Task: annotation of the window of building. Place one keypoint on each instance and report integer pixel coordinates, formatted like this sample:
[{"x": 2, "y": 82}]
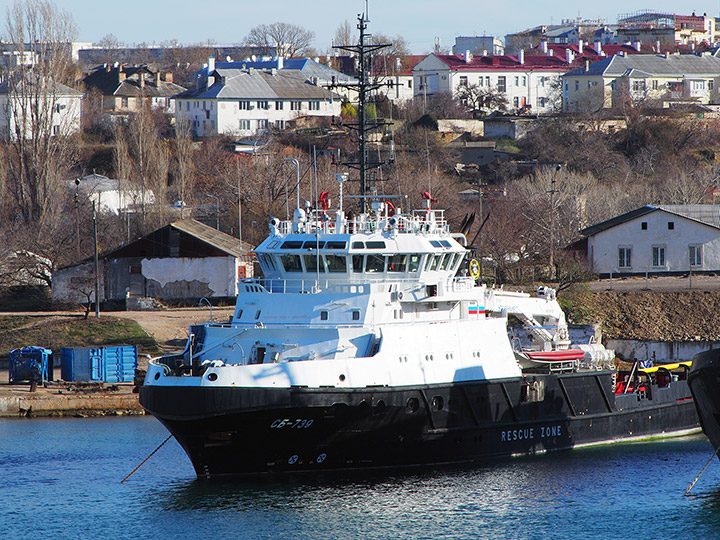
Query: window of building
[
  {"x": 624, "y": 257},
  {"x": 658, "y": 256},
  {"x": 695, "y": 255}
]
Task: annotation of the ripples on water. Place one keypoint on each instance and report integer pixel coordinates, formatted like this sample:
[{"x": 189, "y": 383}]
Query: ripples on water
[{"x": 60, "y": 478}]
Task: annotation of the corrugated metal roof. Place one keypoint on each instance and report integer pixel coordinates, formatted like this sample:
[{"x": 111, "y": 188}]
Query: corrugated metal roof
[
  {"x": 675, "y": 65},
  {"x": 707, "y": 214},
  {"x": 214, "y": 237},
  {"x": 257, "y": 84}
]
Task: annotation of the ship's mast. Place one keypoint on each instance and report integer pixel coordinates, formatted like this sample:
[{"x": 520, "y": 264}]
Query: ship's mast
[{"x": 364, "y": 86}]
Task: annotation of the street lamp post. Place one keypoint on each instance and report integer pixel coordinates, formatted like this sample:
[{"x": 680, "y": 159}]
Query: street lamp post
[
  {"x": 297, "y": 187},
  {"x": 217, "y": 210}
]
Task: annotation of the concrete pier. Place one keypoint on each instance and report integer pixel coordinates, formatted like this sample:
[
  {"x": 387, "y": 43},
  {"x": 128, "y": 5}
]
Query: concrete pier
[{"x": 66, "y": 399}]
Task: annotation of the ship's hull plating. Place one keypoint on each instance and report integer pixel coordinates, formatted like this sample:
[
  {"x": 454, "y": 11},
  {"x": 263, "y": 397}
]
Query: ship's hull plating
[
  {"x": 704, "y": 381},
  {"x": 254, "y": 431}
]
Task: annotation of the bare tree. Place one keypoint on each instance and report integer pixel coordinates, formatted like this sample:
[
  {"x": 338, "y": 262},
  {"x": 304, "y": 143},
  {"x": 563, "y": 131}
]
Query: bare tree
[
  {"x": 183, "y": 162},
  {"x": 40, "y": 150},
  {"x": 290, "y": 39},
  {"x": 480, "y": 100}
]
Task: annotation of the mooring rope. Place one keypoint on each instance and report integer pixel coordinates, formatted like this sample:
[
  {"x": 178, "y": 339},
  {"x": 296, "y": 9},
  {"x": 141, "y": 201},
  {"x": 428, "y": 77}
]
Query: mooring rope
[
  {"x": 151, "y": 455},
  {"x": 699, "y": 475}
]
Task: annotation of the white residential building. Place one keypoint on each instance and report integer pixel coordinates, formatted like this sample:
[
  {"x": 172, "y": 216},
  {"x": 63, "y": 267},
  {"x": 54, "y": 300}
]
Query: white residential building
[
  {"x": 528, "y": 82},
  {"x": 657, "y": 240},
  {"x": 241, "y": 102}
]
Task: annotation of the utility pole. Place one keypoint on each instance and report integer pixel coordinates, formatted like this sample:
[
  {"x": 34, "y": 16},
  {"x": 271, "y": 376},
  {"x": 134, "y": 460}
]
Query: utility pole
[
  {"x": 552, "y": 193},
  {"x": 97, "y": 265},
  {"x": 77, "y": 217}
]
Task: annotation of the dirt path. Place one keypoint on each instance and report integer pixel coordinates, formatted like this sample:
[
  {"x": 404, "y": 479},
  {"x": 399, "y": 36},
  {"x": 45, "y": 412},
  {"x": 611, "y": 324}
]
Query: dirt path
[{"x": 170, "y": 327}]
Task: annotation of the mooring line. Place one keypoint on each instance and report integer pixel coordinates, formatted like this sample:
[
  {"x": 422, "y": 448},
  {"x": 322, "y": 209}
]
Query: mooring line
[
  {"x": 699, "y": 475},
  {"x": 151, "y": 455}
]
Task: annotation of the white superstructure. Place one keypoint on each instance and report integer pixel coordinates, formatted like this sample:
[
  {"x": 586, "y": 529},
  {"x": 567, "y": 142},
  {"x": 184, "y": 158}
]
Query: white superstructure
[{"x": 373, "y": 301}]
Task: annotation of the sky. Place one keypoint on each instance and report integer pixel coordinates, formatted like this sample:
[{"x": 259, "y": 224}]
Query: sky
[{"x": 420, "y": 22}]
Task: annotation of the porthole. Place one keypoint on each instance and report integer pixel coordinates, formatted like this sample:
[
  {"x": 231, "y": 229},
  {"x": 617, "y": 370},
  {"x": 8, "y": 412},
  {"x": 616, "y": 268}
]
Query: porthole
[{"x": 412, "y": 405}]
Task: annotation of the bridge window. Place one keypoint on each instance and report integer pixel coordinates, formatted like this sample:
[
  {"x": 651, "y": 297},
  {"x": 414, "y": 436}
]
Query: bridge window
[
  {"x": 291, "y": 244},
  {"x": 414, "y": 265},
  {"x": 312, "y": 244},
  {"x": 375, "y": 263},
  {"x": 311, "y": 263},
  {"x": 335, "y": 245},
  {"x": 397, "y": 263},
  {"x": 336, "y": 263},
  {"x": 291, "y": 263}
]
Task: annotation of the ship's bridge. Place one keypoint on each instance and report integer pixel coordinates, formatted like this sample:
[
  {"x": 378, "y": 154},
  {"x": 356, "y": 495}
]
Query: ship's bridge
[{"x": 374, "y": 247}]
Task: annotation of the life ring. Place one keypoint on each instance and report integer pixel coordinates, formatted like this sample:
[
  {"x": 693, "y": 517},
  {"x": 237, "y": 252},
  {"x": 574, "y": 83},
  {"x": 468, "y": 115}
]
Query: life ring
[{"x": 474, "y": 268}]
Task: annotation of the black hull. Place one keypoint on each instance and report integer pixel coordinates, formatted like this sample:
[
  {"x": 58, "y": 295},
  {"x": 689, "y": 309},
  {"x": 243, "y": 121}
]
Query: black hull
[
  {"x": 704, "y": 381},
  {"x": 251, "y": 431}
]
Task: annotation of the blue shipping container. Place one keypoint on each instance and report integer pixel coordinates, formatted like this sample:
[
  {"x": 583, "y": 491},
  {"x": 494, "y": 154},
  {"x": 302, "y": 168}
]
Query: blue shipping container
[
  {"x": 30, "y": 364},
  {"x": 104, "y": 364}
]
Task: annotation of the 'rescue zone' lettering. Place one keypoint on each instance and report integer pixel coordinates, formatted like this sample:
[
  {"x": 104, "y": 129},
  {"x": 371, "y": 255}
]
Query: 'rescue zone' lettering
[
  {"x": 544, "y": 432},
  {"x": 300, "y": 423}
]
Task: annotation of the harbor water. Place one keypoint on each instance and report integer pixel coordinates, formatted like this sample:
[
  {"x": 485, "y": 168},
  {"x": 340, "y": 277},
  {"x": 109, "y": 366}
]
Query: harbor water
[{"x": 60, "y": 478}]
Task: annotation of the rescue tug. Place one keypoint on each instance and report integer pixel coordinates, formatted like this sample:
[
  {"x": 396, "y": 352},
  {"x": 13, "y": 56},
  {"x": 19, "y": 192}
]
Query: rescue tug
[{"x": 366, "y": 345}]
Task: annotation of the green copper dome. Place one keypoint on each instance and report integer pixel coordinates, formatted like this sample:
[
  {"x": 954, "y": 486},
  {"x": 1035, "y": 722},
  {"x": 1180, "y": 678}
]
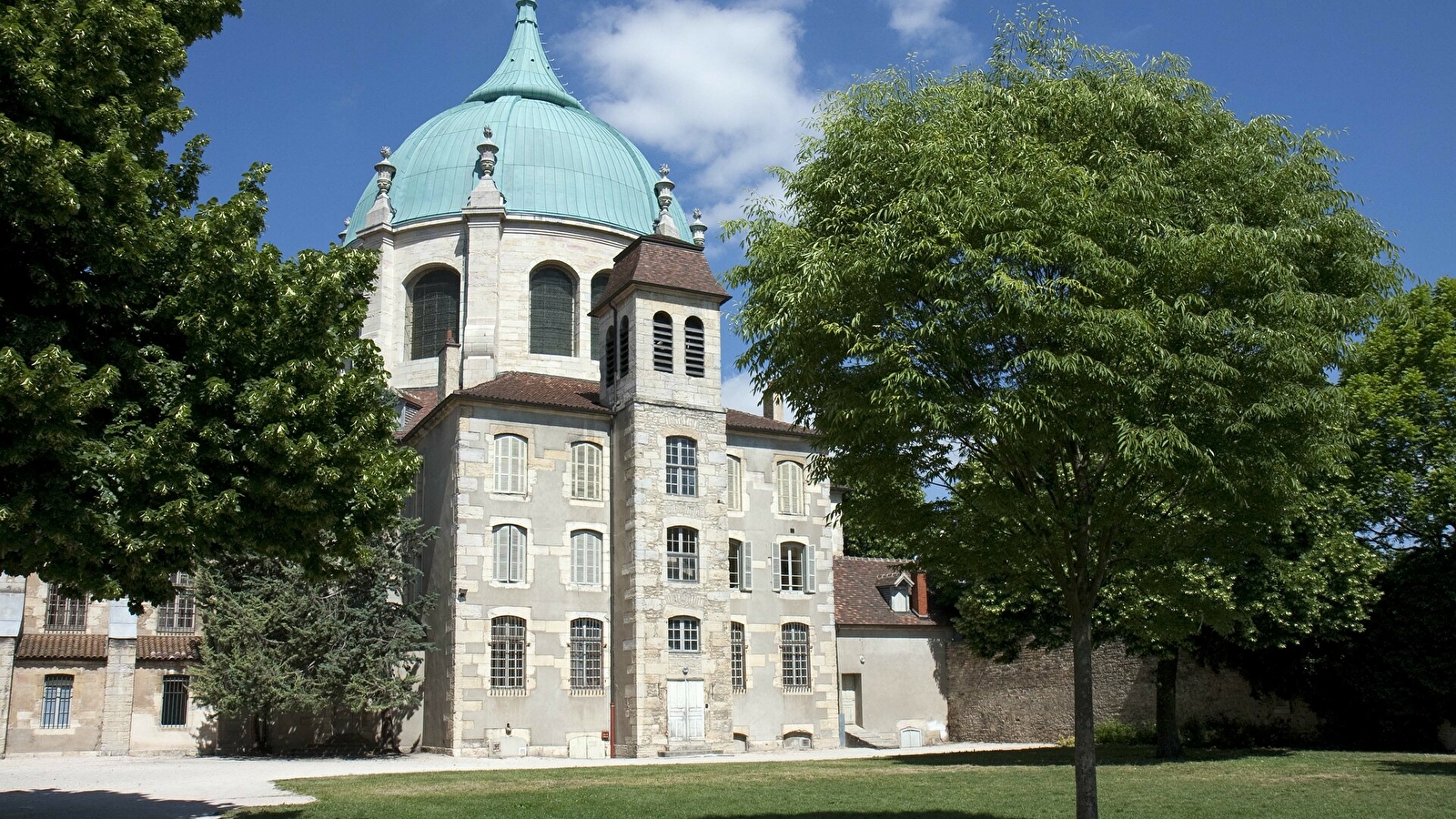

- - -

**How to complete this task:**
Retype every entry verbatim and exclude the pictures from the copy.

**Solution:**
Task: annotation of the window of building. Place one keypoint on each instance and report integer pixel coordinates, formatted like this sample:
[{"x": 2, "y": 82}]
Query: window of building
[
  {"x": 624, "y": 257},
  {"x": 658, "y": 256},
  {"x": 695, "y": 255}
]
Task: annotation of the ripples on water. Place one keypoint on each instance and report integer pixel coordinates, formatted like this sample:
[{"x": 189, "y": 383}]
Query: ripples on water
[{"x": 60, "y": 478}]
Task: annotation of the corrugated metal roof. Place one keypoint on each instance and report integer pixel coordinates, formatted like this sample:
[{"x": 111, "y": 188}]
Query: corrugated metal roof
[
  {"x": 675, "y": 65},
  {"x": 707, "y": 214},
  {"x": 214, "y": 237},
  {"x": 257, "y": 84}
]
Task: annotation of the ship's mast. Place one keypoint on each instance and report integer pixel coordinates, formatted like this sample:
[{"x": 520, "y": 264}]
Query: ship's mast
[{"x": 364, "y": 86}]
Task: annotation of the street lamp post. Place one keypoint on each instance and report integer pixel coordinates, formatted like this sample:
[{"x": 680, "y": 159}]
Query: street lamp post
[
  {"x": 297, "y": 187},
  {"x": 217, "y": 210}
]
Task: annotation of the concrete pier. Place one keypoint on each instance and report integer pixel coordinates, formatted like this sample:
[
  {"x": 387, "y": 43},
  {"x": 128, "y": 5}
]
Query: concrete pier
[{"x": 66, "y": 399}]
Task: annotation of the ship's hull plating. Place one keypoint on each instance and report integer pixel coordinates, formatted like this sample:
[
  {"x": 454, "y": 11},
  {"x": 263, "y": 397}
]
Query: ship's hull plating
[
  {"x": 704, "y": 381},
  {"x": 254, "y": 431}
]
Task: annotation of the bare tree. Place one keypoint on each instance and report integer pixel coordinates, formatted like this sample:
[
  {"x": 338, "y": 262},
  {"x": 304, "y": 143},
  {"x": 563, "y": 131}
]
Query: bare tree
[
  {"x": 183, "y": 162},
  {"x": 40, "y": 150},
  {"x": 290, "y": 39},
  {"x": 480, "y": 100}
]
Task: annotation of the mooring rope. Place one keypoint on each instance and report integer pixel coordinates, formatted like this sample:
[
  {"x": 178, "y": 339},
  {"x": 296, "y": 9},
  {"x": 141, "y": 201},
  {"x": 428, "y": 77}
]
Query: mooring rope
[
  {"x": 151, "y": 455},
  {"x": 699, "y": 475}
]
Task: annotation of the white residential building. Place one keypoint on each instance and report integer pixel coordinates, formatted like this sample:
[
  {"x": 172, "y": 216},
  {"x": 63, "y": 267},
  {"x": 54, "y": 300}
]
Query: white residential building
[
  {"x": 528, "y": 82},
  {"x": 657, "y": 240},
  {"x": 241, "y": 102}
]
Task: annotation of the utility pole. Place one keypoint on each instance and report integer pixel coordinates, formatted like this sample:
[
  {"x": 34, "y": 16},
  {"x": 271, "y": 376},
  {"x": 134, "y": 460}
]
Query: utility pole
[
  {"x": 552, "y": 193},
  {"x": 97, "y": 265},
  {"x": 77, "y": 217}
]
Task: annotation of the dirt path. Place one keypoint on each instance and report integer pixel coordinates, formatted like this sample:
[
  {"x": 404, "y": 479},
  {"x": 399, "y": 36},
  {"x": 45, "y": 412},
  {"x": 611, "y": 324}
]
Query: dirt path
[{"x": 170, "y": 327}]
Task: annotation of the mooring line. Place one keypoint on each instance and report integer pixel coordinates, formatted like this sample:
[
  {"x": 422, "y": 448},
  {"x": 322, "y": 209}
]
Query: mooring line
[
  {"x": 699, "y": 475},
  {"x": 151, "y": 455}
]
Task: annotation of the white superstructure. Place one keypoint on each instance and report integer pixel coordinates, formatted like this sample:
[
  {"x": 586, "y": 529},
  {"x": 567, "y": 142},
  {"x": 184, "y": 158}
]
Query: white superstructure
[{"x": 373, "y": 301}]
Task: annotation of the sky. Place one keypoint on each instance and report integer pixel coordinates, formatted like this sample:
[{"x": 259, "y": 224}]
Query: sky
[{"x": 420, "y": 22}]
Task: annotation of the porthole. Place one keypoint on each instance and report integer pixel coordinates, formatted like this sample:
[
  {"x": 231, "y": 229},
  {"x": 617, "y": 370},
  {"x": 8, "y": 412},
  {"x": 616, "y": 268}
]
Query: porthole
[{"x": 412, "y": 405}]
Task: annotation of the bridge window. Place one keypoint on each instance and report integer pixel coordinates, formatted like this sample:
[
  {"x": 651, "y": 297},
  {"x": 414, "y": 436}
]
Query: bridge window
[
  {"x": 291, "y": 244},
  {"x": 414, "y": 265},
  {"x": 312, "y": 244},
  {"x": 375, "y": 263},
  {"x": 311, "y": 263},
  {"x": 335, "y": 245},
  {"x": 397, "y": 263},
  {"x": 336, "y": 263},
  {"x": 291, "y": 263}
]
Task: annotation of the ship's bridge. Place one keypoint on each instance and report integer pixel coordinates, formatted like this sample:
[
  {"x": 378, "y": 154},
  {"x": 356, "y": 495}
]
Query: ship's bridge
[{"x": 374, "y": 247}]
Task: annotation of the life ring. Place one keypoint on each instance and report integer pixel coordinates, formatted like this sample:
[
  {"x": 693, "y": 517},
  {"x": 237, "y": 252},
  {"x": 574, "y": 83},
  {"x": 468, "y": 115}
]
Query: life ring
[{"x": 474, "y": 268}]
Task: annotation of the black hull. Place one keypoint on each instance and report integer pixel coordinates, formatted like this sample:
[
  {"x": 58, "y": 295},
  {"x": 689, "y": 309},
  {"x": 243, "y": 121}
]
Query: black hull
[
  {"x": 704, "y": 381},
  {"x": 251, "y": 431}
]
Task: annotation of the blue shipping container. Place one keypoint on each instance and report integer pixel coordinates, formatted like this sample:
[
  {"x": 583, "y": 491},
  {"x": 494, "y": 154},
  {"x": 302, "y": 168}
]
Query: blue shipping container
[
  {"x": 30, "y": 364},
  {"x": 104, "y": 364}
]
Task: annotation of the 'rescue zone' lettering. Place one keypoint on each instance and report integer pixel coordinates, formatted like this sample:
[
  {"x": 104, "y": 129},
  {"x": 371, "y": 255}
]
Query: 'rescue zone' lettering
[
  {"x": 544, "y": 432},
  {"x": 300, "y": 423}
]
Task: annotation of the harbor water. Place one keypoint on each instance and report integer pixel coordinates, formatted like this sample:
[
  {"x": 485, "y": 168},
  {"x": 340, "y": 277},
  {"x": 109, "y": 366}
]
Query: harbor water
[{"x": 60, "y": 478}]
Task: annotation of the rescue tug. Place one keypoint on each instance and report integer pixel coordinates, formatted like this sample:
[
  {"x": 396, "y": 352},
  {"x": 13, "y": 56},
  {"x": 19, "y": 192}
]
Query: rescue tug
[{"x": 366, "y": 345}]
Task: annotation of the green copper dome. Place one keypoint on each instance and report integer pixel coordinates, formatted like this sample:
[
  {"x": 954, "y": 486},
  {"x": 1035, "y": 722},
  {"x": 1180, "y": 678}
]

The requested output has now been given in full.